Short problem. Pick out every line in the records below that contains the word "cheerleader" and copy each one in full. Case counts.

Source records.
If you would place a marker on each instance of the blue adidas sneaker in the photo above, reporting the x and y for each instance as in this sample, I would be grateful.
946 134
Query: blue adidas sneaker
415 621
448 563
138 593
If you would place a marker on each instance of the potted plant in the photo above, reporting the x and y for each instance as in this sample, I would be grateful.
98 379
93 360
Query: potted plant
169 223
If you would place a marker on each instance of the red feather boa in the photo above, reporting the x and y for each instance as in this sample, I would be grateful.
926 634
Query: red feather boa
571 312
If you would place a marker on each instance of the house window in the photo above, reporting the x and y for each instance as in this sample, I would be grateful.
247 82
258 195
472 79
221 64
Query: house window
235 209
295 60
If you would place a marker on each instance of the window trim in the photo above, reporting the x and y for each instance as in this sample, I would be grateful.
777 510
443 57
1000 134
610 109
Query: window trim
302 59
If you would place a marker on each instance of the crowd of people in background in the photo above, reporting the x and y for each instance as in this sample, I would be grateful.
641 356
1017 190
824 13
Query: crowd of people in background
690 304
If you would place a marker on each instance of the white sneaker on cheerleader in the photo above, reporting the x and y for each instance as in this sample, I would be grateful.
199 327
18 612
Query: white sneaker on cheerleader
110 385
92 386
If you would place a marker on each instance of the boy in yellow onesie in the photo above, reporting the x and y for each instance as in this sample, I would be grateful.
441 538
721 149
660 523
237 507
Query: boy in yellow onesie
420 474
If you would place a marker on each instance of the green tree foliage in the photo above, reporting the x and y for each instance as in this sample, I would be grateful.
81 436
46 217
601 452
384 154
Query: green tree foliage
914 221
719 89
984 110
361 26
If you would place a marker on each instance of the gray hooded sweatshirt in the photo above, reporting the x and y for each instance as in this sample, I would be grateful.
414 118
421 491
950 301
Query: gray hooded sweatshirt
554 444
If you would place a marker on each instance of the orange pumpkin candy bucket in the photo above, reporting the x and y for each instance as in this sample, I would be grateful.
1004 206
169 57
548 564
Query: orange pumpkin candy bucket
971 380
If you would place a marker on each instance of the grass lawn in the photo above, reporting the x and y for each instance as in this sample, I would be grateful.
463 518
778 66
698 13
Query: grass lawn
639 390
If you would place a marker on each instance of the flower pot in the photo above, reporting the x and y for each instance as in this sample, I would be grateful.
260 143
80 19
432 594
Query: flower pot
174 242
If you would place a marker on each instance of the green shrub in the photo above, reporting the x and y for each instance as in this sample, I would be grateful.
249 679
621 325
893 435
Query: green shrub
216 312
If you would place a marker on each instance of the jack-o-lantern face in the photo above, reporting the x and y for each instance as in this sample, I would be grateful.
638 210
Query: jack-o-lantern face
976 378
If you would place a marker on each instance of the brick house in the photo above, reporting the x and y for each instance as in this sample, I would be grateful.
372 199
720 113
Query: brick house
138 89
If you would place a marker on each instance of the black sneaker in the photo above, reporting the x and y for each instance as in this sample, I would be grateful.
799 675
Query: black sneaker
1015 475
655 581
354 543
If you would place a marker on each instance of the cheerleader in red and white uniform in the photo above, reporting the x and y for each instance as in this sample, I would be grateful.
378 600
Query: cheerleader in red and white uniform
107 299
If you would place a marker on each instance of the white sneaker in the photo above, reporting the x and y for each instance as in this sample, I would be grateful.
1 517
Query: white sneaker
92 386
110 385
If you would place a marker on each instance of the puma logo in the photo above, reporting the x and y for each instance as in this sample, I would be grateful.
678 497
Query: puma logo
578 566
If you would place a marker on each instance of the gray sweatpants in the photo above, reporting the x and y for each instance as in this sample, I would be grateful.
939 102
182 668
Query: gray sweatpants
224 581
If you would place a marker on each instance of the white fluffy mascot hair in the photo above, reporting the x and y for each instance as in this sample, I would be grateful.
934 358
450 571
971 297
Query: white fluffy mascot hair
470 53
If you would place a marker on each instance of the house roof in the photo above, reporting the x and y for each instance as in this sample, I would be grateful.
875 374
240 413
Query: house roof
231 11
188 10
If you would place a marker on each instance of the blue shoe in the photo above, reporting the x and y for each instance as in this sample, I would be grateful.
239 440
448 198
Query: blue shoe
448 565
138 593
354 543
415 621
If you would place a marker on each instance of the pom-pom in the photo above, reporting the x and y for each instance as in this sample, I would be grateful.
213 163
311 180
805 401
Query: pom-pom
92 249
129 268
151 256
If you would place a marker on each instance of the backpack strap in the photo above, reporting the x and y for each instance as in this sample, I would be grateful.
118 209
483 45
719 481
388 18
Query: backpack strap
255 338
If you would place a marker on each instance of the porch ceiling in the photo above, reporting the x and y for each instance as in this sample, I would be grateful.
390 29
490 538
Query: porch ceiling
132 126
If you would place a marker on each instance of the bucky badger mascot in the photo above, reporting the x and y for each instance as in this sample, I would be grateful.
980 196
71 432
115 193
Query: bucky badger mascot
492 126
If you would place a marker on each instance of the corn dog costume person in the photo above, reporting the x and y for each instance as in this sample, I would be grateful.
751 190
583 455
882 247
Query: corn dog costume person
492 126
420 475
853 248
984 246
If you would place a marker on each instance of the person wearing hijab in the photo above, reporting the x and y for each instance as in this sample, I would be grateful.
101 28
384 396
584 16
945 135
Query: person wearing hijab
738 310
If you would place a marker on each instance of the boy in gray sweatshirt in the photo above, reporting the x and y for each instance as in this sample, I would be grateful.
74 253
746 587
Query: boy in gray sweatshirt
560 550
--
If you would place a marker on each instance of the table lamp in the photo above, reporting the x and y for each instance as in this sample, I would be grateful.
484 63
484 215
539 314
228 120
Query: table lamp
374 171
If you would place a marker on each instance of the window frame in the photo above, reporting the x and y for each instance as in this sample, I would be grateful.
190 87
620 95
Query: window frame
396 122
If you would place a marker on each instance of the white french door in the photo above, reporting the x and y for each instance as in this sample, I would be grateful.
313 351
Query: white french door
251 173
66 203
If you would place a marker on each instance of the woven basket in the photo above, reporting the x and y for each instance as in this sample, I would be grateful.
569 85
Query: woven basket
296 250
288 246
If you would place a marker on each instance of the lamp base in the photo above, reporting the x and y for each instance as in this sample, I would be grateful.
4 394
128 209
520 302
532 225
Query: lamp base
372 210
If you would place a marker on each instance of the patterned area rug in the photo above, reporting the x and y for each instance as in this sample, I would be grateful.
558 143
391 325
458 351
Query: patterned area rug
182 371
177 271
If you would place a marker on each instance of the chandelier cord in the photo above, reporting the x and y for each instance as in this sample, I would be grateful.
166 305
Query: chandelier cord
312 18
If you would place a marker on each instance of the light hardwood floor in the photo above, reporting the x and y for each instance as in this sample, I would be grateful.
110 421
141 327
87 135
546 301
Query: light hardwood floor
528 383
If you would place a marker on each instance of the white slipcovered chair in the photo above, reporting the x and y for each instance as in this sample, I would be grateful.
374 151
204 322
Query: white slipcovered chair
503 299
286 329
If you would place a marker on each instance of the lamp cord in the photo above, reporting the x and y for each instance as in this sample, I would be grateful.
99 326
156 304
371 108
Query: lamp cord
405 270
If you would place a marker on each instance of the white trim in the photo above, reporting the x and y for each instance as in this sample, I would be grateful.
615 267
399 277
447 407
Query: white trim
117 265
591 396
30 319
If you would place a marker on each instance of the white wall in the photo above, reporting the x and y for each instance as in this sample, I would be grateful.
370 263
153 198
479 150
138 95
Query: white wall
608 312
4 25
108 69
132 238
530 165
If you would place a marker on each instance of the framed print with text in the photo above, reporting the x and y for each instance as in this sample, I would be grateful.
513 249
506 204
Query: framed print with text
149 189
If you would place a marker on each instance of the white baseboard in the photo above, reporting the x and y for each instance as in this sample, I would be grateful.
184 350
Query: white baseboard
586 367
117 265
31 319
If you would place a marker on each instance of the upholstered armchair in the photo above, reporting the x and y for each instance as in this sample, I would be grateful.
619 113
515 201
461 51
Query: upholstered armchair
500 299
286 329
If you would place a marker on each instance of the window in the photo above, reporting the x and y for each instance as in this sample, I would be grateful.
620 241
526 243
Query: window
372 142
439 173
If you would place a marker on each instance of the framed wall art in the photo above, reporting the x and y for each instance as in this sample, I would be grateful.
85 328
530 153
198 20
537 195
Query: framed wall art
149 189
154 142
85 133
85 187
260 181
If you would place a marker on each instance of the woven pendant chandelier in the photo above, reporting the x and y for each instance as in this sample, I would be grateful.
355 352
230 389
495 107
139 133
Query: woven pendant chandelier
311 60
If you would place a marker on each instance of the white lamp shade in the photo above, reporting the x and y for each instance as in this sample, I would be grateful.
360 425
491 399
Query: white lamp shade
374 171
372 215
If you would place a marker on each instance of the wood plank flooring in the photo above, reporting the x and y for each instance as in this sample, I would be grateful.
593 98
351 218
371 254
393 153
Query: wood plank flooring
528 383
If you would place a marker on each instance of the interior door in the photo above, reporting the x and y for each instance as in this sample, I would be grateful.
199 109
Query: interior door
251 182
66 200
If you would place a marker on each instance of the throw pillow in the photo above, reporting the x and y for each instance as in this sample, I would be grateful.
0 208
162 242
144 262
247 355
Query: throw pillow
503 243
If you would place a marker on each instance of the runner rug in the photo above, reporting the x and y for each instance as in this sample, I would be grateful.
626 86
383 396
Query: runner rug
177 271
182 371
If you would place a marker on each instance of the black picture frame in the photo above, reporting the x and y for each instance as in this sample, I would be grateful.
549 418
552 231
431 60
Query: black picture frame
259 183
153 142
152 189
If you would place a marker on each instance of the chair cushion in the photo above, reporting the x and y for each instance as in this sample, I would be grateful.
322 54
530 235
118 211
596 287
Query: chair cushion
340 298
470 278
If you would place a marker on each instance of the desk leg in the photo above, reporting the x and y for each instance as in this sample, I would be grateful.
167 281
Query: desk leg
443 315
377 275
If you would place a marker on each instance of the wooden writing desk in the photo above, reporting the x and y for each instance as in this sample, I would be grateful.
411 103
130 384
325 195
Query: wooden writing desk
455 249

The output.
If you would place a marker on each instance of the white sneaker on cheerleader in the photo above, reporting the x and y for each instance as in this sample, I would be grateful.
Query: white sneaker on cheerleader
If you would place a marker on each instance of the cheerleader in red and white uniform in the photo above, reporting the x and y for each instance as in this sample, I would be grateful.
Query: cheerleader in red and white uniform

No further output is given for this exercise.